Provided data:

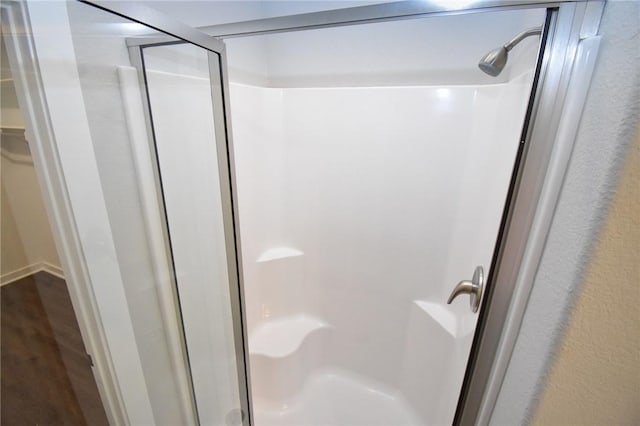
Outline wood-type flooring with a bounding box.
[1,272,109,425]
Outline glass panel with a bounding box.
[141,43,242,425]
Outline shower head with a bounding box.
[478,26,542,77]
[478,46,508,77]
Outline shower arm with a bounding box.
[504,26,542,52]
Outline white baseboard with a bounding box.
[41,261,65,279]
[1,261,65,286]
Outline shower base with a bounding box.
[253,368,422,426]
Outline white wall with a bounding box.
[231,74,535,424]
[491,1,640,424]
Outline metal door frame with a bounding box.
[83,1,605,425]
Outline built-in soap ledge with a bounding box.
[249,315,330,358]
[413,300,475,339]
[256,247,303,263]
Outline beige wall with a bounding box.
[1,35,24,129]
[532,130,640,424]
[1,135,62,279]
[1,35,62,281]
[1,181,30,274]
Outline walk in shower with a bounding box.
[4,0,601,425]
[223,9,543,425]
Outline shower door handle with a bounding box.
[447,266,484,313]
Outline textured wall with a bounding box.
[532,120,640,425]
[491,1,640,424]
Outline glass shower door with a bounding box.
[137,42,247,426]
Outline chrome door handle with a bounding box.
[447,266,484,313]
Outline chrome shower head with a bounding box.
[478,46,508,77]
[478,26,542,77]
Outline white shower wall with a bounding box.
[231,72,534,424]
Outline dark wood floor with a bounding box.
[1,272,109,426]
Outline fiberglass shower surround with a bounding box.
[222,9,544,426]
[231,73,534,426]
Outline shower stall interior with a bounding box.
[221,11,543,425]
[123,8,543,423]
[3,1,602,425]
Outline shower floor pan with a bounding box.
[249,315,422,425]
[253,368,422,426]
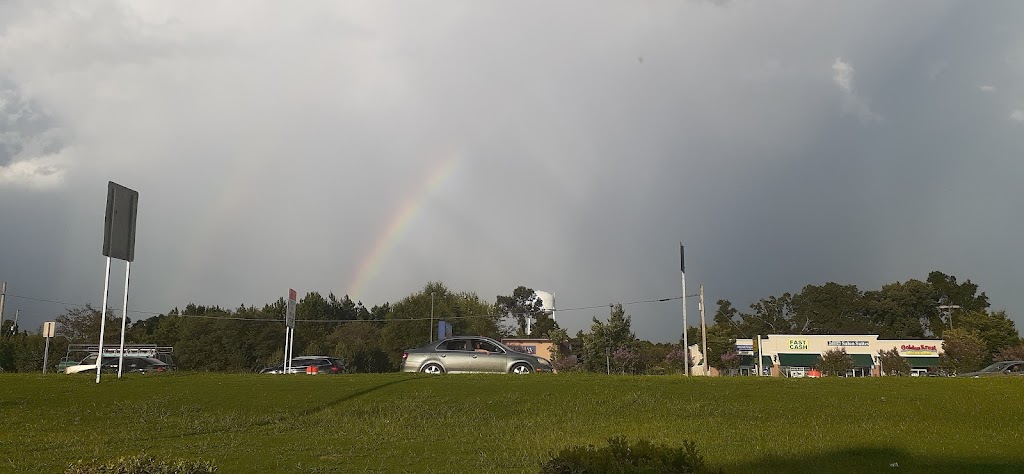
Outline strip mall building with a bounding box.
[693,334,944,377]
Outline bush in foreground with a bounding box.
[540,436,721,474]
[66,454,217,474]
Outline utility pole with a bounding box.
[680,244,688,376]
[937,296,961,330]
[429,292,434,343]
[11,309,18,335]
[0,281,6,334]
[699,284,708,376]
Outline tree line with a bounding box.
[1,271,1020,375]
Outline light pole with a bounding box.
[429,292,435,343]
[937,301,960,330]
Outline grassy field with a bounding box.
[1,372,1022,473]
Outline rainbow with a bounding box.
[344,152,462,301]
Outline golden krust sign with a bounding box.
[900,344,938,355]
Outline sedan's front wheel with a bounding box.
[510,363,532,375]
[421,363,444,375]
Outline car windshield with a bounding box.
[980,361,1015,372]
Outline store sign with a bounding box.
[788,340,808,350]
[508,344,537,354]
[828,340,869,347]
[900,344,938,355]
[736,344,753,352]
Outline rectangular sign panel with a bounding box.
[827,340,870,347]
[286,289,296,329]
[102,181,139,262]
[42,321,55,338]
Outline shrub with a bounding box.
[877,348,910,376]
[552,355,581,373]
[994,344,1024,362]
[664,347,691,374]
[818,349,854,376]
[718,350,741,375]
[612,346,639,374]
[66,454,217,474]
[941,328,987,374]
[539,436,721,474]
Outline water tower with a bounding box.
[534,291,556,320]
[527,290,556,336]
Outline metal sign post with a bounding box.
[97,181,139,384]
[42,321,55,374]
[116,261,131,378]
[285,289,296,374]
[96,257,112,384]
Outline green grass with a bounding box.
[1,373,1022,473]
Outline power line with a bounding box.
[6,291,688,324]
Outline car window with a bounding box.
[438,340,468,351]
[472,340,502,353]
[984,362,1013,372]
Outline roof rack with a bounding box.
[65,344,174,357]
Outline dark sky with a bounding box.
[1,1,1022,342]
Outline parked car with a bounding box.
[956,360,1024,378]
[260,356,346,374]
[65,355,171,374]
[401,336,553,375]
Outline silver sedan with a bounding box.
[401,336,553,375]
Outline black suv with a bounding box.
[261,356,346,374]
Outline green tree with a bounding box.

Exercise goal:
Output nothing but the records above, word for word, with the pictures removed.

Task answer:
Outline wood-type flooring with a bounding box.
[1,272,109,425]
Outline glass panel with a bounding box.
[141,43,242,425]
Outline shower head with a bounding box.
[478,26,542,77]
[478,46,508,77]
Outline shower arm with a bounding box.
[504,26,542,52]
Outline white baseboard with a bounding box.
[41,261,65,279]
[1,261,65,286]
Outline shower base with a bounding box.
[253,368,422,426]
Outline white wall with a bounding box.
[231,74,535,424]
[491,1,640,424]
Outline metal door frame with a bounding box.
[83,1,605,425]
Outline built-in soap ledge with a bounding box.
[249,315,330,358]
[413,300,475,339]
[256,247,303,263]
Outline beige wall with a bounding box.
[1,35,24,129]
[532,130,640,424]
[1,135,62,279]
[1,35,62,281]
[1,181,30,274]
Outline walk in shower with a bounding box.
[4,0,601,425]
[223,9,543,425]
Outline shower door handle with a bounding box.
[447,266,484,313]
Outline textured wall with a bounding box.
[532,120,640,425]
[491,1,640,424]
Outline glass shower door with a bounding box.
[137,42,247,426]
Outline chrome door handle with a bounding box.
[447,266,484,313]
Outline chrome shower head with a bounding box.
[478,46,508,77]
[478,26,542,77]
Outline white shower wall with a bounding box.
[231,72,534,424]
Outline dark wood floor with a bounding box.
[1,272,109,426]
Outline fiberglass shower surround with a bounding box.
[222,9,544,426]
[231,73,534,426]
Outline shower stall interior with a bounding box.
[221,11,543,425]
[123,8,543,423]
[3,1,602,425]
Outline shower floor pan with a bounding box.
[249,315,422,425]
[253,368,422,426]
Outline strip mall building with a bounding box.
[693,334,944,377]
Outline bush in foreground with a bounding box.
[540,436,721,474]
[66,454,217,474]
Outline utility pole with a bounding box.
[680,244,688,376]
[937,296,961,330]
[429,292,434,343]
[11,309,18,335]
[0,281,6,334]
[699,284,708,376]
Outline tree line with a bounding box.
[1,271,1020,375]
Outline light pole with a bounding box.
[429,292,435,343]
[937,301,960,330]
Outline grassy field with a bounding box.
[1,372,1022,473]
Outline rainbow with a bounding box.
[344,152,462,301]
Outline golden krust sign with a bounding box.
[900,344,938,355]
Outline sedan's front wheel with a bounding box.
[510,363,532,375]
[421,363,444,375]
Outline car windshield with a bounding box.
[980,361,1015,372]
Outline store sign with a bounding box.
[788,340,808,350]
[508,344,537,354]
[828,340,869,347]
[900,344,938,355]
[736,344,753,352]
Outline rectangular sign panel with a bounding box.
[827,340,870,347]
[286,289,296,329]
[102,181,139,262]
[42,321,55,338]
Outline shrub with a bounding box.
[877,348,910,376]
[552,355,581,373]
[994,344,1024,362]
[664,347,691,374]
[818,349,854,376]
[718,350,741,375]
[612,346,639,374]
[66,454,217,474]
[941,328,987,374]
[539,436,721,474]
Outline water tower with a bounding box.
[534,291,556,320]
[527,290,556,336]
Outline metal sign post with a bounding box.
[97,181,139,384]
[42,321,55,374]
[116,261,131,378]
[285,289,296,374]
[96,257,112,384]
Outline green grass with a bounding box.
[1,373,1022,473]
Outline power line with a bounding box.
[6,291,688,324]
Outline car window with a bounding box.
[438,340,468,351]
[472,340,502,353]
[984,362,1013,372]
Outline roof rack with a bounding box.
[65,344,174,357]
Outline dark sky with a bounding box.
[1,1,1022,342]
Outline parked car with a bounding box.
[956,360,1024,378]
[260,356,346,374]
[65,355,171,374]
[401,336,553,375]
Outline silver sedan with a bounding box.
[401,336,553,375]
Outline black suv with a bounding box.
[261,356,346,374]
Outline green tree with a bounding box.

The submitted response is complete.